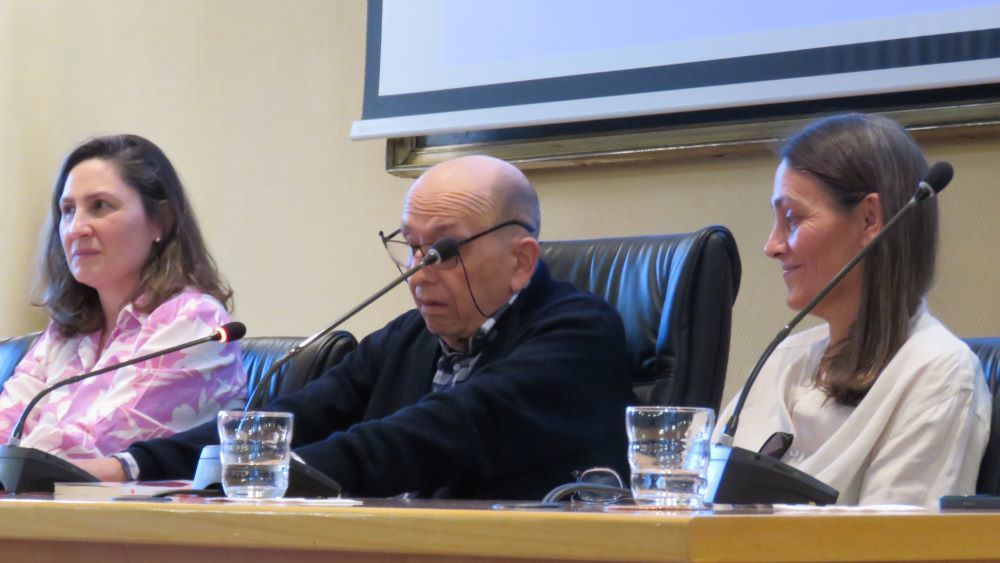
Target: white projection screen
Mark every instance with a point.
(443, 66)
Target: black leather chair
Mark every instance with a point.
(675, 294)
(988, 350)
(260, 352)
(258, 355)
(11, 352)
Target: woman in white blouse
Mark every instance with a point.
(884, 403)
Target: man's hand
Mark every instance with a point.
(105, 468)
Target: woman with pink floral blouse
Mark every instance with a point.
(125, 273)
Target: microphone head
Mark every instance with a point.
(231, 332)
(446, 249)
(937, 177)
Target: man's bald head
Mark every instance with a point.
(487, 204)
(484, 189)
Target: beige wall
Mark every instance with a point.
(253, 100)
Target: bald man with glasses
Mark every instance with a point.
(499, 385)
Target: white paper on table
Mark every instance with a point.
(293, 501)
(839, 508)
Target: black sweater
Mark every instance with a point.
(546, 397)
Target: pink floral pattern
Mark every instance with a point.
(152, 399)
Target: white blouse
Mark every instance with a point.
(918, 434)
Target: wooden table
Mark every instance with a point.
(382, 531)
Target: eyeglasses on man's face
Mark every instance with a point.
(404, 254)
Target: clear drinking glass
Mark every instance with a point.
(255, 450)
(668, 452)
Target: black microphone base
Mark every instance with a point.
(739, 476)
(303, 481)
(27, 470)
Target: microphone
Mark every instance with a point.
(29, 470)
(440, 251)
(739, 476)
(303, 480)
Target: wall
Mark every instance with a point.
(253, 100)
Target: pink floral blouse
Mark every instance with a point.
(156, 398)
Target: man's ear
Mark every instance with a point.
(526, 251)
(870, 213)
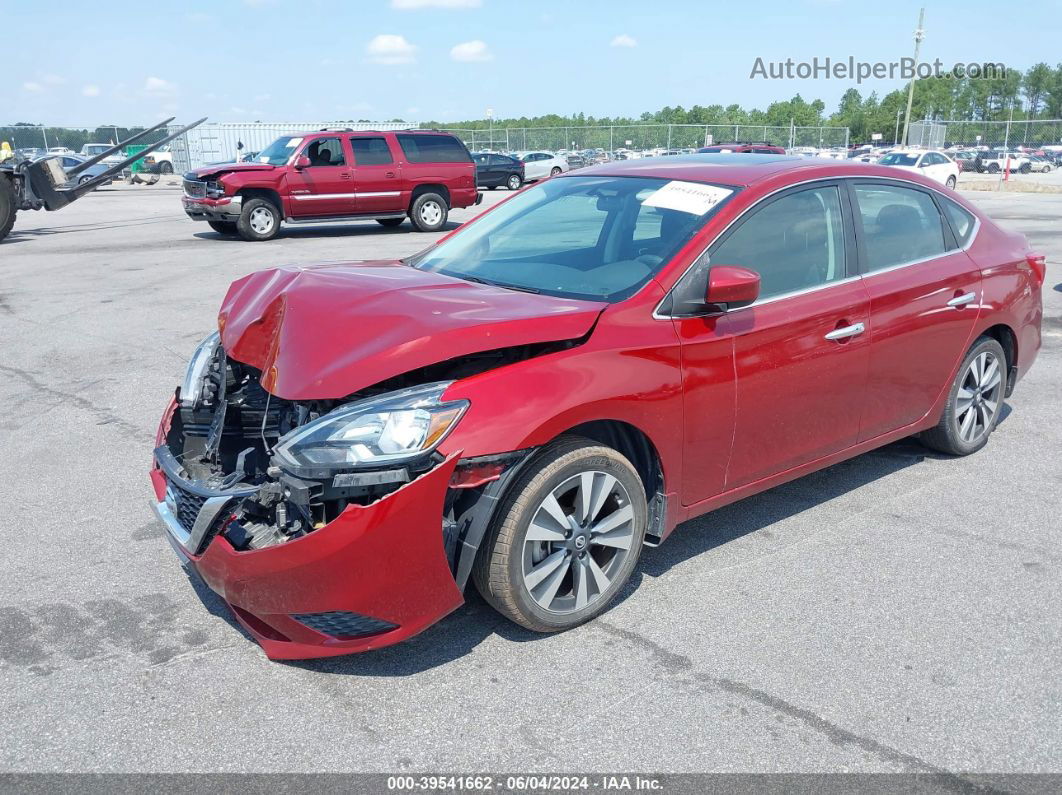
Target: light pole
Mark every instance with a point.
(919, 35)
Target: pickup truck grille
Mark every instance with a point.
(194, 189)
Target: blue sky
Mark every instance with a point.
(450, 59)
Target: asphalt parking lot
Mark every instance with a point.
(901, 611)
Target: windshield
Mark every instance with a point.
(589, 238)
(898, 158)
(279, 151)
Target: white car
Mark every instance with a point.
(929, 162)
(542, 165)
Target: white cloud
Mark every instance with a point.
(417, 4)
(389, 48)
(158, 87)
(472, 51)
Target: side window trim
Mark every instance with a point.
(949, 240)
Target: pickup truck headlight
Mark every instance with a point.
(191, 390)
(395, 427)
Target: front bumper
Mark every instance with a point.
(226, 208)
(375, 575)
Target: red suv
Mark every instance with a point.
(331, 175)
(568, 377)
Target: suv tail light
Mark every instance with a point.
(1039, 264)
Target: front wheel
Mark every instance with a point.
(566, 536)
(974, 401)
(428, 212)
(259, 220)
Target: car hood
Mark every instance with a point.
(225, 168)
(326, 331)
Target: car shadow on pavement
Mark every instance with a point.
(473, 623)
(353, 229)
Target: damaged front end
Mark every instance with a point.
(328, 526)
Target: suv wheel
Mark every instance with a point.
(428, 212)
(974, 401)
(566, 537)
(260, 220)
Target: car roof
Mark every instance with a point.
(735, 169)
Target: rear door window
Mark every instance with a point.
(371, 152)
(432, 149)
(900, 225)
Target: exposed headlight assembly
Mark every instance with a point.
(396, 427)
(191, 390)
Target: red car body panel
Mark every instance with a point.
(731, 403)
(328, 330)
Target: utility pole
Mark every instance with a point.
(919, 35)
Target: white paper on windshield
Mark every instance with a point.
(692, 197)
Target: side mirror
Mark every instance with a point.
(732, 287)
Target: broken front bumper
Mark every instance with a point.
(226, 208)
(375, 575)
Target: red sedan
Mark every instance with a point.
(569, 377)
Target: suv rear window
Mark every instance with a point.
(432, 149)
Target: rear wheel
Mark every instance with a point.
(566, 536)
(223, 227)
(260, 220)
(974, 401)
(428, 212)
(7, 208)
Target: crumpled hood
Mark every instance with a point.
(327, 331)
(226, 168)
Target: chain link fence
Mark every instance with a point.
(1031, 133)
(645, 137)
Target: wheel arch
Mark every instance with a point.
(420, 190)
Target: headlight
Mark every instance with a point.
(192, 387)
(395, 427)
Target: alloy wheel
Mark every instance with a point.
(261, 220)
(577, 543)
(977, 399)
(431, 213)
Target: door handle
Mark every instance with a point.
(845, 331)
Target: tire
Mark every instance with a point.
(971, 416)
(222, 227)
(554, 582)
(260, 220)
(7, 205)
(429, 212)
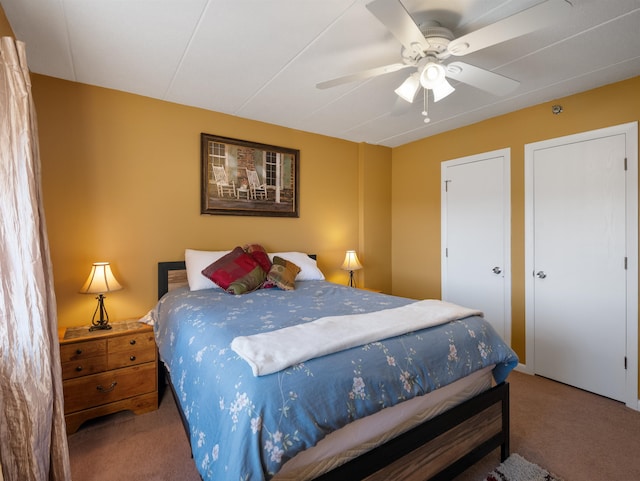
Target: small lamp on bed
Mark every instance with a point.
(351, 263)
(100, 281)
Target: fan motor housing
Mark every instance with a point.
(438, 38)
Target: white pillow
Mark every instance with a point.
(308, 267)
(195, 262)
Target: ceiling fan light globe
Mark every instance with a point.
(409, 88)
(432, 74)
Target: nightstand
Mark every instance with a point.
(108, 371)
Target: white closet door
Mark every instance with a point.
(476, 236)
(578, 287)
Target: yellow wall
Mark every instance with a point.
(416, 212)
(121, 181)
(5, 27)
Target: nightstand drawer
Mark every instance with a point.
(83, 350)
(108, 387)
(144, 340)
(83, 367)
(131, 357)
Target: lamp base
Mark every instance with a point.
(103, 322)
(97, 327)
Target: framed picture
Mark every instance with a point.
(247, 178)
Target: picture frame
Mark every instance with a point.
(239, 177)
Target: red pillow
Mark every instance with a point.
(260, 255)
(236, 272)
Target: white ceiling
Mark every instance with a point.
(261, 59)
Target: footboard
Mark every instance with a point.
(442, 447)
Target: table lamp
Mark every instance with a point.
(100, 281)
(351, 263)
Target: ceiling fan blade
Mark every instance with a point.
(409, 88)
(441, 90)
(527, 21)
(395, 17)
(491, 82)
(365, 74)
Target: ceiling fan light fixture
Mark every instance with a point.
(433, 77)
(409, 88)
(432, 74)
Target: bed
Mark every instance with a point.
(351, 414)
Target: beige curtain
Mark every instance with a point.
(33, 442)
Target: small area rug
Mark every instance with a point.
(516, 468)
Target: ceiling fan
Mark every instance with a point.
(425, 47)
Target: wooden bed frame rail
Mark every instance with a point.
(437, 450)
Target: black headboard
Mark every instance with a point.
(173, 274)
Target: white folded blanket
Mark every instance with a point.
(273, 351)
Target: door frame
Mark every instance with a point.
(630, 130)
(506, 201)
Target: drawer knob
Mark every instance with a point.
(107, 389)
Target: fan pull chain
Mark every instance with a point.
(425, 104)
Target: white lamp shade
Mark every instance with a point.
(351, 262)
(409, 88)
(433, 77)
(100, 280)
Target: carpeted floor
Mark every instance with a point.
(576, 435)
(516, 468)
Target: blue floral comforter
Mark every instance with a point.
(244, 427)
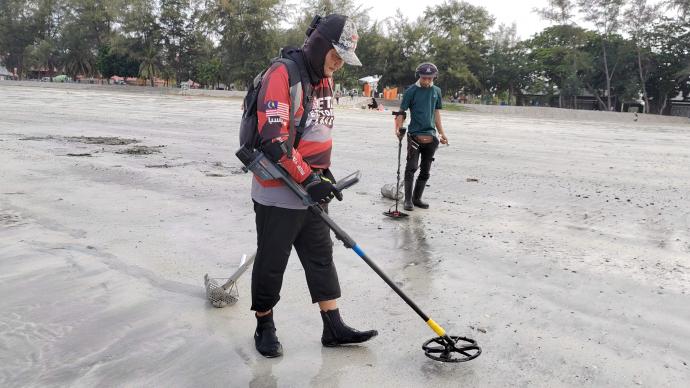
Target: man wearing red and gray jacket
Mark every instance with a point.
(282, 221)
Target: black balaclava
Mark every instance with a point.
(315, 49)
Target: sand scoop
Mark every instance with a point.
(222, 292)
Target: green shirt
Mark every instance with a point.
(422, 103)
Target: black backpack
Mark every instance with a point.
(299, 86)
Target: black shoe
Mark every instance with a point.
(417, 195)
(336, 332)
(408, 196)
(265, 337)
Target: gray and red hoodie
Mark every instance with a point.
###
§ Description of the task: Only the pictures are to be omitted; the records above must otherwise be reproduced exactly.

§ Answer space:
Target: white projection screen
Mark every instance with a point.
(443, 66)
Target: black leather chair
Mark every instance with a point.
(675, 294)
(988, 350)
(260, 352)
(258, 355)
(11, 352)
Target: woman in white blouse
Mark every instance with a point.
(884, 403)
Target: man's hand
Mark every instance with a point.
(105, 468)
Target: woman with pink floral blouse
Mark every instance with a point.
(125, 273)
Target: microphone head
Mark every instance with a point.
(231, 332)
(446, 249)
(937, 177)
Target: man's bald head
Mark every instance with a point.
(487, 204)
(484, 189)
Target: beige wall
Mark every instance with a point.
(253, 100)
Target: bald man with glasses
Mark every instance with a point.
(499, 385)
Target: white paper on table
Mark every instance with a point.
(293, 501)
(839, 508)
Target: black sweater
Mark every instance with a point.
(546, 397)
Target: pink floral pattern
Mark every instance with a point.
(152, 399)
Target: white blouse
Mark every instance with a point.
(918, 434)
Target: wooden table
Mark every instance with a point.
(382, 531)
Target: eyeglasses on man's face
Mark every instance with a point.
(404, 254)
Target: clear drinking glass
Mark every instance with a point.
(255, 450)
(668, 452)
Target: black microphone base
Mark every instance with a point.
(739, 476)
(303, 481)
(27, 470)
Target: microphone
Mark every instance with a point.
(29, 470)
(440, 251)
(739, 476)
(303, 480)
Target: wall
Mark every instance with a point.
(253, 100)
Target: pink floral blouse
Mark every instance with a point.
(156, 398)
Target: man's ear
Mark every instance with a point.
(526, 251)
(870, 213)
Target: light pole
Mark every instance with a point.
(919, 35)
Target: pickup truck grille
Mark every instance with a point.
(194, 189)
Target: blue sky
Mark every instance with a point.
(450, 59)
Target: asphalt parking lot
Mark every instance with a point.
(901, 611)
Target: windshield
Mark every instance with a point.
(589, 238)
(898, 158)
(279, 151)
Target: white car
Mark every instance with a point.
(929, 162)
(542, 165)
Target: white cloud
Mark every instance with a point.
(417, 4)
(389, 48)
(158, 87)
(472, 51)
Target: side window trim
Mark every instance with a point.
(949, 240)
Target: pickup truck headlight
Mark every instance with a point.
(191, 390)
(395, 427)
Target: front bumper
Mark every instance with a point.
(226, 208)
(375, 575)
Target: red suv
Mark every instance with a point.
(331, 175)
(568, 377)
Target: suv tail light
Mark every instance with a point.
(1039, 264)
Target: front wheel
Mark every instance with a point.
(566, 536)
(974, 401)
(428, 212)
(259, 220)
Target: car hood
Mark every instance with a point.
(225, 168)
(326, 331)
Target: car shadow on pavement
Mark every instance with a point.
(473, 623)
(353, 229)
Target: damaged front end
Mark every instance with a point.
(328, 526)
Target: suv wheel
Mark every instance with a point.
(428, 212)
(974, 401)
(566, 537)
(260, 220)
Target: car roof
Mark every instance with a point.
(735, 169)
Target: rear door window
Mark every instance with a point.
(371, 152)
(432, 149)
(900, 225)
Target: exposed headlight assembly
Mark every instance with a point.
(396, 427)
(191, 390)
Target: red car body panel
Mark every instance with a point.
(731, 403)
(328, 330)
Target: utility pole
Mark every instance with a point.
(919, 35)
Target: white paper on windshield
Mark every instance with a point.
(692, 197)
Target: side mirror
Mark every instance with a point.
(732, 287)
Target: broken front bumper
Mark every instance with a point.
(226, 208)
(375, 575)
Target: red sedan
Mark every instance with a point.
(569, 377)
Target: suv rear window
Mark every instance with a point.
(432, 149)
Target: rear wheel
Mark every instance with a point.
(566, 536)
(223, 227)
(260, 220)
(974, 401)
(428, 212)
(7, 208)
Target: crumpled hood
Mark every instance with a point.
(327, 331)
(226, 168)
Target: chain link fence
Mark every instance with a point.
(1031, 133)
(645, 137)
Target: wheel arch
Mark every instance with a point.
(420, 190)
Target: headlight
Mark every instance with a point.
(192, 387)
(395, 427)
Target: alloy wheel
Mark every instance with a point.
(261, 220)
(577, 543)
(977, 399)
(431, 213)
Target: door handle
Mark every instance with a point.
(845, 331)
Target: tire
Mark every instance with a point.
(971, 416)
(222, 227)
(554, 582)
(260, 220)
(7, 205)
(429, 212)
Target: small lamp on bed
Mark every instance with a point.
(351, 263)
(100, 281)
Target: fan motor housing
Mark every instance with a point.
(438, 38)
Target: white pillow
Mark every instance with a point.
(308, 267)
(195, 262)
Target: ceiling fan light globe
Mark every instance with a point.
(409, 88)
(432, 74)
Target: nightstand
Mark every instance with a point.
(108, 371)
Target: white closet door
Mark every instance with a point.
(476, 236)
(578, 287)
Target: yellow wall
Mark every instance with a point.
(416, 212)
(121, 181)
(5, 27)
Target: nightstand drawer
Mark every instance with a point.
(83, 350)
(108, 387)
(144, 340)
(83, 367)
(131, 357)
Target: lamp base
Mark every instance with a point.
(103, 322)
(97, 327)
Target: framed picture
Mark every instance with a point.
(247, 178)
Target: picture frame
Mark every instance with a point.
(239, 177)
Target: red pillow
Mark every instance with a point.
(260, 255)
(236, 272)
Target: white ceiling
Mark every instance with a point.
(261, 59)
Target: footboard
Mark every instance with a point.
(442, 447)
Target: table lamp
Mark every instance with a point.
(100, 281)
(351, 263)
Target: ceiling fan blade
Mark every instance with a point.
(409, 88)
(441, 90)
(527, 21)
(395, 17)
(491, 82)
(365, 74)
Target: ceiling fan light fixture
Mark every instance with a point.
(433, 77)
(409, 88)
(432, 74)
Target: bed
Mark every instance with a point.
(351, 414)
Target: beige curtain
Mark every instance with a point.
(33, 442)
Target: small area rug
Mark every instance with a point.
(516, 468)
Target: ceiling fan
Mark every instance with a point.
(425, 47)
Target: wooden bed frame rail
Mark every instance with a point.
(437, 450)
Target: black headboard
Mark every instance with a point.
(173, 274)
Target: white folded blanket
Mark every instance with a point.
(273, 351)
Target: door frame
Mark every instance with a point.
(630, 130)
(506, 201)
Target: drawer knob
Mark every instance with a point.
(107, 389)
Target: fan pull chain
Mark every instance with a point.
(425, 104)
Target: white lamp shade
Mark every instance with a point.
(351, 262)
(409, 88)
(433, 77)
(100, 280)
Target: carpeted floor
Mark every instance with a point.
(576, 435)
(516, 468)
Target: blue floral comforter
Mark every instance with a point.
(244, 427)
Target: man wearing red and gray jacket
Mark every instance with a point.
(282, 221)
Target: black balaclava
Mark every instance with a point.
(315, 49)
Target: sand scoop
Mark every instance with a point.
(222, 292)
Target: green shirt
Mark every instance with a point.
(422, 103)
Target: black backpack
Mark every instance with a point.
(299, 86)
Target: black shoe
Mark every instance with a point.
(417, 195)
(336, 332)
(408, 196)
(265, 337)
Target: gray and red hoodie
Mark every instance with a point.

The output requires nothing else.